* To do: Can you quote exactly the stretch of lines from the one with "of the white" through the final line of the material, both ends included?

* Data section:
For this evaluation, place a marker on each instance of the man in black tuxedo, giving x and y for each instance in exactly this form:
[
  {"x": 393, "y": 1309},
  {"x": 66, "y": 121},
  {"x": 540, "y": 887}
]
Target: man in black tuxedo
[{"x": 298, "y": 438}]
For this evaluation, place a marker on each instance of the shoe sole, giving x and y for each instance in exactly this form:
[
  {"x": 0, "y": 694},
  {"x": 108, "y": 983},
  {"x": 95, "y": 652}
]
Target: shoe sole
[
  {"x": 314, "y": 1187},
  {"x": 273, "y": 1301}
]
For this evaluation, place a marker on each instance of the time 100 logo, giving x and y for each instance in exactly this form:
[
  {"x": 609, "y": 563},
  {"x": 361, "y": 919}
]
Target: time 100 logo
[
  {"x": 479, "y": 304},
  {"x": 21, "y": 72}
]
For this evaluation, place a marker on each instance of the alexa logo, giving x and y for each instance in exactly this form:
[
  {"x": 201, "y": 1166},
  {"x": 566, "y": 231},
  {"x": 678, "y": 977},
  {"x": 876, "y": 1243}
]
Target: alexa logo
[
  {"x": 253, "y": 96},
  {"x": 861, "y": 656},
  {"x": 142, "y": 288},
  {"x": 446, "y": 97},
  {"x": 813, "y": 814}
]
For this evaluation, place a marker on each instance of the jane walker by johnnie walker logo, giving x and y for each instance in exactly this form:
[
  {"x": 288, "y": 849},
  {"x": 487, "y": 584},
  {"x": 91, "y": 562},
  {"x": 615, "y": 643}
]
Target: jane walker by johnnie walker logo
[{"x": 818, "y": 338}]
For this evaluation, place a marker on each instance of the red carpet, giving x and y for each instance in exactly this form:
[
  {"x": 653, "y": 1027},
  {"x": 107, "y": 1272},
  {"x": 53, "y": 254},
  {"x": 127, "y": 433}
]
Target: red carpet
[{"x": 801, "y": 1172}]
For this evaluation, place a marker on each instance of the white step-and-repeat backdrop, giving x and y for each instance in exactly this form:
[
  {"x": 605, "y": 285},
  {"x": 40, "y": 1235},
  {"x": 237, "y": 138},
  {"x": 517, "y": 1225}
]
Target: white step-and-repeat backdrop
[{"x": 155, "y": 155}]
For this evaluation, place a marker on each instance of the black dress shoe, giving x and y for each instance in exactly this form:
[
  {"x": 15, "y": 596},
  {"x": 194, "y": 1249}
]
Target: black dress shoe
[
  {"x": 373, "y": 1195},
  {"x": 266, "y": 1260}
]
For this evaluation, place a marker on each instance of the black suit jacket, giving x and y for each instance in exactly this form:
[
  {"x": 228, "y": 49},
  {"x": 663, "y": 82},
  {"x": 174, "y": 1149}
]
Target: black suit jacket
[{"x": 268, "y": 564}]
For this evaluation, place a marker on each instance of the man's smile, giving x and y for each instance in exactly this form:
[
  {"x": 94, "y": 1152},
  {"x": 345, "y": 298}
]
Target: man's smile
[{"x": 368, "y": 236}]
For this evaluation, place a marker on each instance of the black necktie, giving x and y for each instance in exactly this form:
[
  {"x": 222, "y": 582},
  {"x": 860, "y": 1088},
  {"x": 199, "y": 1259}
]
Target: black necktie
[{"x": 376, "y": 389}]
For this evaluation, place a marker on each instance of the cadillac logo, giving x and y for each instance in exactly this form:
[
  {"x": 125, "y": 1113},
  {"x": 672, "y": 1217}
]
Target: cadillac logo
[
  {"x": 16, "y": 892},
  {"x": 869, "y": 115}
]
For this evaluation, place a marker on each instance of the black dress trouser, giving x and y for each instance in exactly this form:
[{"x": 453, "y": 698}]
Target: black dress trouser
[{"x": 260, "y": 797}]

* The reply:
For this evaluation, place a marker on each instance of the white step-and-repeat backdrop, giving x and y for each instance in exactly this form:
[
  {"x": 605, "y": 285},
  {"x": 40, "y": 1235},
  {"x": 237, "y": 138},
  {"x": 517, "y": 1225}
]
Target: white step-and-repeat backdrop
[{"x": 155, "y": 155}]
For this evaluation, place a marker on each instance of the black dress shoe, giving x and y for each instance in exactly this form:
[
  {"x": 15, "y": 596},
  {"x": 194, "y": 1249}
]
Target: black dress shoe
[
  {"x": 373, "y": 1195},
  {"x": 266, "y": 1260}
]
For this evaluation, place a marker on each instance of the black suit jacket, giving x and y for each instance in exactly this form:
[
  {"x": 228, "y": 49},
  {"x": 663, "y": 82},
  {"x": 174, "y": 1149}
]
Target: black suit jacket
[{"x": 268, "y": 564}]
For this evaluation, place a marker on each instance of the man's smile, giving x and y for each instance in exactly this form:
[
  {"x": 94, "y": 1152},
  {"x": 345, "y": 298}
]
Target: man's smile
[{"x": 368, "y": 236}]
For this evaluation, place a marker on each instance of the black necktie, giving x and y for each instance in exactly this form:
[
  {"x": 222, "y": 582},
  {"x": 860, "y": 1088},
  {"x": 199, "y": 1259}
]
Target: black necktie
[{"x": 376, "y": 389}]
For this evaluation, place a marker on each instance of the cadillac logo, giving x and y for each instance in exactly this form:
[
  {"x": 125, "y": 1113},
  {"x": 672, "y": 1217}
]
Target: cadillac logo
[
  {"x": 16, "y": 892},
  {"x": 869, "y": 115}
]
For this evaluation, place a marker on each instance of the black dress trouser, giving x and y for each instance in exactly this form:
[{"x": 453, "y": 698}]
Target: black dress trouser
[{"x": 260, "y": 797}]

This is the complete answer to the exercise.